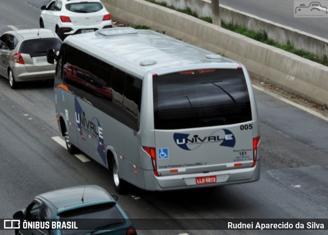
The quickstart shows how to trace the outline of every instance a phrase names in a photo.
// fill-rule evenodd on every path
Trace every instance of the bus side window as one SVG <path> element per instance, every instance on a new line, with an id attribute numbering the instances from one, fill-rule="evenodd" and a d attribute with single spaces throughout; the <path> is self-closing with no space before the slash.
<path id="1" fill-rule="evenodd" d="M 127 74 L 117 68 L 114 68 L 112 74 L 113 99 L 121 104 L 123 102 L 124 85 Z"/>

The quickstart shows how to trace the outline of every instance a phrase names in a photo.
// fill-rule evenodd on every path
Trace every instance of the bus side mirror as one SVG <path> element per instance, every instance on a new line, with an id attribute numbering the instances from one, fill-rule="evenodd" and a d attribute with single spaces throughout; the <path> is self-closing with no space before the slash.
<path id="1" fill-rule="evenodd" d="M 54 64 L 55 63 L 55 59 L 57 57 L 57 55 L 55 53 L 55 50 L 53 49 L 49 49 L 47 51 L 47 62 L 49 64 Z"/>

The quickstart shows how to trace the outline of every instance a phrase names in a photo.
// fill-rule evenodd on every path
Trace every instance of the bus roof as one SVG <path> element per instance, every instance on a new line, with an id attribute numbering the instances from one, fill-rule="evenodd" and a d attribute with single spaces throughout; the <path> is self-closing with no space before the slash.
<path id="1" fill-rule="evenodd" d="M 233 61 L 150 30 L 117 27 L 68 37 L 73 46 L 112 65 L 142 77 L 197 68 L 236 68 Z"/>

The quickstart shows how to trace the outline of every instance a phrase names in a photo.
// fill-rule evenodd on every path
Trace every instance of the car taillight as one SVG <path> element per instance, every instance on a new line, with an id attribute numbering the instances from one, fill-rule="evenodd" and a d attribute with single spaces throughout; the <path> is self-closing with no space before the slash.
<path id="1" fill-rule="evenodd" d="M 137 231 L 132 226 L 130 226 L 127 230 L 127 235 L 137 235 Z"/>
<path id="2" fill-rule="evenodd" d="M 155 176 L 159 177 L 159 175 L 157 172 L 157 166 L 156 163 L 156 150 L 155 148 L 142 146 L 142 149 L 151 156 L 152 163 L 153 164 L 153 169 L 154 169 L 154 174 L 155 174 Z"/>
<path id="3" fill-rule="evenodd" d="M 257 160 L 257 147 L 260 143 L 260 136 L 255 137 L 253 139 L 253 167 L 256 165 Z"/>
<path id="4" fill-rule="evenodd" d="M 61 22 L 72 22 L 69 17 L 65 15 L 60 15 L 60 21 Z"/>
<path id="5" fill-rule="evenodd" d="M 107 15 L 105 15 L 102 17 L 102 21 L 109 21 L 111 19 L 111 15 L 109 14 L 107 14 Z"/>
<path id="6" fill-rule="evenodd" d="M 23 60 L 23 57 L 22 57 L 22 55 L 19 53 L 16 53 L 13 56 L 13 58 L 15 62 L 18 64 L 21 64 L 22 65 L 24 64 L 24 61 Z"/>

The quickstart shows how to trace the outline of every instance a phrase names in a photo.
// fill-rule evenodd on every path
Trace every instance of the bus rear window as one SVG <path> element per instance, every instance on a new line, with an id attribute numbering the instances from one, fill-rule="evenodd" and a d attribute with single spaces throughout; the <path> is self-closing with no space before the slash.
<path id="1" fill-rule="evenodd" d="M 153 78 L 155 128 L 220 126 L 252 120 L 241 69 L 184 71 Z"/>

Exercise prompt: How many lines of the rows above contain the word "closing"? Case counts, and give only the number.

Output for this exercise: 5